To do –
a – In the packet length text below, which wireless LAN standard is given as an example for a data packet whose MAC header has a VHT field?
b – Does the packet length text below agree with each statement? Answer yes or no for each and quote the deciding words. (i) When the wireless header has no HT-SIG or VHT-SIG field, the packet length is calculated with Equation (2). (ii) For data packets under a standard such as IEEE 802.11n, packet aggregation is optional. (iii) When the MAC header has no VHT field, the unit checks the QoS field to learn whether packet aggregation is available.

Provided text –
•••••

Furthermore, the packet length calculating unit 24 refers to the
wireless header of the data packet output from the transmission
unit 28 and determines whether an HT-SIG or VHT-SIG field is
present in the wireless header. If no HT-SIG or VHT-SIG field is
present in the wireless header, the data packet is the data packet
supported by the wireless LAN standard, such as the IEEE 802.11a
standard, or the like. The packet length calculating unit 24
calculates the packet length T.sub.d on the basis of, for example,
Equation (1) described above.
[0073] In contrast, if the block ACK mode is not the Explicit block
ACK, i.e., if the block ACK mode is the Implicit block ACK, the
packet length calculating unit 24 calculates the packet length
T.sub.d on the basis of, for example, Equation (3) described
above.
[0074] Furthermore, if the HT-SIG or VHT-SIG field is present in
the wireless header, the packet length calculating unit 24
determines whether the VHT field is present in the MAC header. If
the VHT field is present in the MAC header, the data packet is the
data packet supported by the wireless LAN standard, such as the
IEEE 802.11ac standard, or the like, and packet aggregation is
available by default. If the VHT field is present in the MAC
header, the packet length calculating unit 24 refers to the QoS
field in the MAC header and determines whether the block ACK mode
is the Explicit block ACK. If the block ACK mode is the Explicit
block ACK, the packet length calculating unit 24 refers to the
header of the BAR packet and specifies the data size D.sub.B of the
BAR packet. Then, the packet length calculating unit 24 calculates
the packet length T.sub.d on the basis of, for example, Equation
(2) described above.
[0075] In contrast, if the block ACK mode is not the Explicit block
ACK, i.e., if the block ACK mode is the Implicit block ACK, the
packet length calculating unit 24 calculates the packet length
T.sub.d on the basis of, for example, Equation (3) described
above.
[0076] Furthermore, if no VHT field is present in the MAC header,
the data packet is the data packet supported by the wireless LAN
standard, such as the IEEE 802.11n standard, or the like, and the
packet aggregation is option. If no VHT field is present in the MAC
header, the packet length calculating unit 24 refers to the bit in
the HT-SIG field and determines whether the packet aggregation is
available. If the packet aggregation is unavailable, the packet
length calculating unit 24 calculates the packet length T.sub.d on
the basis of, for example, Equation (1) described above.
[0077] In contrast, if the packet aggregation is available, the
packet length calculating unit 24 refers to the QoS field in the
MAC header and determines whether the block ACK mode is the
Explicit block ACK. If the block ACK mode is the Explicit block
ACK, the packet length calculating unit 24 refers to the header of
the BAR packet and specifies the data size D.sub.B of the BAR
packet. Then, the packet length calculating unit 24 calculates the
packet length T.sub.d on the basis of, for example, Equation (2)
described above.
[0078] In contrast, if the block ACK mode is not the Explicit block
ACK, i.e., if the block ACK mode is the Implicit block ACK, the
packet length calculating unit 24 calculates the packet length
T.sub.d on the basis of, for example, Equation (3) described
above.

•••••

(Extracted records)
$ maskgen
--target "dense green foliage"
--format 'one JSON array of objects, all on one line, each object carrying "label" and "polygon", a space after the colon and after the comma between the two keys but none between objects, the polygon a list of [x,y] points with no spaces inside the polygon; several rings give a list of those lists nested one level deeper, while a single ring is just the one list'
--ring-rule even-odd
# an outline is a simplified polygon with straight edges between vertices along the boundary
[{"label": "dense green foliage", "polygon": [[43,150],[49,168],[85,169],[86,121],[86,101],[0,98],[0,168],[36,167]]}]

•••••

Results of the exercise –
a – The IEEE 802.11ac standard.

b –
(i) No: "The packet length calculating unit 24 calculates the packet length T.sub.d on the basis of, for example, Equation (1) described above."
(ii) Yes: "such as the IEEE 802.11n standard, or the like, and the packet aggregation is option"
(iii) No: "refers to the bit in the HT-SIG field and determines whether the packet aggregation is available"